─── SUPPLIED DATA

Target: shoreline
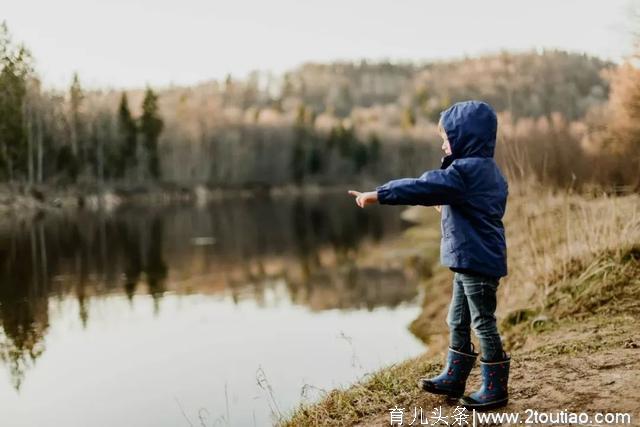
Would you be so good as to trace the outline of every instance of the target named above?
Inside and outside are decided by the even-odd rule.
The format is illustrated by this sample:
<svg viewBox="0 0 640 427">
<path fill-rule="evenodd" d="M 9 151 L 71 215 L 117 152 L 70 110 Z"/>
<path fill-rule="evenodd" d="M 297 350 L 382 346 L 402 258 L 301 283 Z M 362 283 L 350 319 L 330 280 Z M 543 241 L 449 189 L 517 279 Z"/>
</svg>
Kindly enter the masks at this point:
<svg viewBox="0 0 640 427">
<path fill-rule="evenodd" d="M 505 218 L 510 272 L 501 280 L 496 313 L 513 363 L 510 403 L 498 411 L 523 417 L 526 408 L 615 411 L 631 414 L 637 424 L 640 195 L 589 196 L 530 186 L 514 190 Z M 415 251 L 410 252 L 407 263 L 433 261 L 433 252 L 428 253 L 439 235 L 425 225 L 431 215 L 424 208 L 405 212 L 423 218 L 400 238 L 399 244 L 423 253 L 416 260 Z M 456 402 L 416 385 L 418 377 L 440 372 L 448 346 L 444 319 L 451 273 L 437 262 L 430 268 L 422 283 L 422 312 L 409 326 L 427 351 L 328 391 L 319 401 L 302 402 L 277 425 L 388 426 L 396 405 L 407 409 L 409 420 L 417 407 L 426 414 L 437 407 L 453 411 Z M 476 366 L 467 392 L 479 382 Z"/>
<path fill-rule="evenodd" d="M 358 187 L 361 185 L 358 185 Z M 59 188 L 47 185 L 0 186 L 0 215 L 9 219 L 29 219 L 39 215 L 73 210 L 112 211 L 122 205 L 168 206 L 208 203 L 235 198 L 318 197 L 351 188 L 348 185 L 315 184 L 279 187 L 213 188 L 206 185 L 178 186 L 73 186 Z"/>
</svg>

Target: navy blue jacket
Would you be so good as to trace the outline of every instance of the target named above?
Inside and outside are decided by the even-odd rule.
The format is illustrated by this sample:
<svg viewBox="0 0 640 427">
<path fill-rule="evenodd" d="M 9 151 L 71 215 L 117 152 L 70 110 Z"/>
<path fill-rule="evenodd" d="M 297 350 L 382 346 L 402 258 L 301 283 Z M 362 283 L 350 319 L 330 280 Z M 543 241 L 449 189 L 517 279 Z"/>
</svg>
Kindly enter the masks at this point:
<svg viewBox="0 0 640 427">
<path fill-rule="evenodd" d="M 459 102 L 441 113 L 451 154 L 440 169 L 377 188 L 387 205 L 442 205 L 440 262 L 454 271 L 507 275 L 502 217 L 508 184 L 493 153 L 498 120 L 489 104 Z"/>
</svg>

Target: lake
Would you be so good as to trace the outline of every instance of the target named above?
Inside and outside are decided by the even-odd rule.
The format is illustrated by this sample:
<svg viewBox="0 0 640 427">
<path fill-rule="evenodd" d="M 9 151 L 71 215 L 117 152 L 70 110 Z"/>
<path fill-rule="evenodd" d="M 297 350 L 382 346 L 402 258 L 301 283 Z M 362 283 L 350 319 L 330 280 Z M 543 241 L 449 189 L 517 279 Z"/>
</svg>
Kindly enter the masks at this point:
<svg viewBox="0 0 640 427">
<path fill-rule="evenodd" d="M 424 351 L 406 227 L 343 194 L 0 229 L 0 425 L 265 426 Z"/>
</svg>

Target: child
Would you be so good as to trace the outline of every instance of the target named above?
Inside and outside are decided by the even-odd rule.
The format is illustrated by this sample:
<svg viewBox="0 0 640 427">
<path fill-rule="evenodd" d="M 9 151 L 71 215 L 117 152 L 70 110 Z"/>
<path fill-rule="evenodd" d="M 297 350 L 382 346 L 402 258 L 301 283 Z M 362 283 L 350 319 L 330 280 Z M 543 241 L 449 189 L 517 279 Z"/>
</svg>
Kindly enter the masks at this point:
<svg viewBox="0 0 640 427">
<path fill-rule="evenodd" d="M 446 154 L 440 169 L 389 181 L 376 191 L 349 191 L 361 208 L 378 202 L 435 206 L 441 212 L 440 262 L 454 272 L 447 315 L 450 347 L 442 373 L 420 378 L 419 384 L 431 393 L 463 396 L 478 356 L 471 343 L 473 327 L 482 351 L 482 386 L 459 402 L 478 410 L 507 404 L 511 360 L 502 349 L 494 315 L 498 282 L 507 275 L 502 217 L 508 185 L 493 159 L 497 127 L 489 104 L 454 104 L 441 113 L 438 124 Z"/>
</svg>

──────

ASSIGNMENT. Give every record again word for word, pictures excluded.

EXERCISE SOLUTION.
Target: shoreline
Would you be so good as to trace the outline of every instance of the target named above?
Inside and outside are decided by the even-odd rule.
The format is illustrated by this sample:
<svg viewBox="0 0 640 427">
<path fill-rule="evenodd" d="M 9 151 L 71 215 L 117 152 L 70 110 Z"/>
<path fill-rule="evenodd" d="M 297 350 L 382 346 L 402 258 L 301 283 Z M 362 283 L 350 319 L 330 280 Z M 543 241 L 449 189 L 517 279 Z"/>
</svg>
Kindly enter the masks at this point:
<svg viewBox="0 0 640 427">
<path fill-rule="evenodd" d="M 505 218 L 510 272 L 501 280 L 496 313 L 513 363 L 510 403 L 498 411 L 523 417 L 526 408 L 615 411 L 631 414 L 637 424 L 640 195 L 589 196 L 530 186 L 514 190 Z M 415 251 L 410 252 L 407 263 L 433 261 L 433 252 L 428 253 L 439 235 L 425 225 L 431 215 L 424 208 L 405 212 L 423 218 L 400 238 L 399 244 L 423 253 L 416 260 Z M 456 402 L 416 385 L 418 377 L 440 372 L 448 346 L 444 319 L 451 273 L 437 262 L 430 268 L 422 283 L 422 312 L 409 326 L 427 351 L 328 391 L 319 401 L 302 402 L 277 425 L 388 426 L 396 405 L 407 409 L 409 420 L 417 407 L 426 414 L 437 407 L 453 411 Z M 476 366 L 467 392 L 479 382 Z"/>
<path fill-rule="evenodd" d="M 358 187 L 361 185 L 358 185 Z M 59 188 L 47 185 L 0 186 L 0 215 L 9 219 L 29 219 L 39 215 L 73 210 L 112 211 L 122 205 L 168 206 L 208 203 L 235 198 L 318 197 L 351 188 L 348 185 L 315 184 L 279 187 L 213 188 L 206 185 L 178 186 L 73 186 Z"/>
</svg>

Target: navy blue jacket
Would you be so good as to trace the outline of every instance of the target named above?
Inside and outside are decided by the even-odd rule.
The format is illustrated by this sample:
<svg viewBox="0 0 640 427">
<path fill-rule="evenodd" d="M 9 151 L 71 215 L 117 152 L 70 110 Z"/>
<path fill-rule="evenodd" d="M 297 350 L 382 346 L 402 258 L 301 283 Z M 362 283 L 350 319 L 330 280 Z M 543 241 L 449 189 L 517 279 Z"/>
</svg>
Kindly enter the masks at this point:
<svg viewBox="0 0 640 427">
<path fill-rule="evenodd" d="M 459 102 L 441 113 L 451 154 L 440 169 L 377 188 L 387 205 L 442 205 L 440 262 L 454 271 L 507 275 L 502 217 L 508 184 L 493 153 L 498 120 L 489 104 Z"/>
</svg>

Target: lake
Would you be so good as to trace the outline of every instance of the target named above?
Inside and outside are decided by the even-odd rule.
The format is illustrated by this sample:
<svg viewBox="0 0 640 427">
<path fill-rule="evenodd" d="M 9 151 L 71 215 L 117 152 L 70 110 Z"/>
<path fill-rule="evenodd" d="M 297 350 L 382 346 L 402 258 L 301 283 Z M 362 283 L 350 319 L 330 280 Z M 543 241 L 449 189 L 517 279 Z"/>
</svg>
Kindly enter the masks at this point:
<svg viewBox="0 0 640 427">
<path fill-rule="evenodd" d="M 424 351 L 406 227 L 343 194 L 0 229 L 0 425 L 265 426 Z"/>
</svg>

Target: child
Would you be so good as to trace the outline of every instance of the target named above?
Inside and outside are decided by the even-odd rule.
The format is illustrated by this sample:
<svg viewBox="0 0 640 427">
<path fill-rule="evenodd" d="M 9 151 L 71 215 L 117 152 L 70 110 Z"/>
<path fill-rule="evenodd" d="M 297 350 L 382 346 L 402 258 L 301 283 Z M 362 283 L 350 319 L 330 280 Z M 543 241 L 449 189 L 517 279 Z"/>
</svg>
Kindly enter the masks at this point:
<svg viewBox="0 0 640 427">
<path fill-rule="evenodd" d="M 446 154 L 440 169 L 389 181 L 376 191 L 349 191 L 361 208 L 378 202 L 435 206 L 441 212 L 440 262 L 454 272 L 447 315 L 450 347 L 442 373 L 420 378 L 419 384 L 431 393 L 463 396 L 478 356 L 471 343 L 473 327 L 482 351 L 482 386 L 459 402 L 478 410 L 507 404 L 511 360 L 502 349 L 494 315 L 498 282 L 507 275 L 502 217 L 508 185 L 493 159 L 497 127 L 489 104 L 454 104 L 441 113 L 438 124 Z"/>
</svg>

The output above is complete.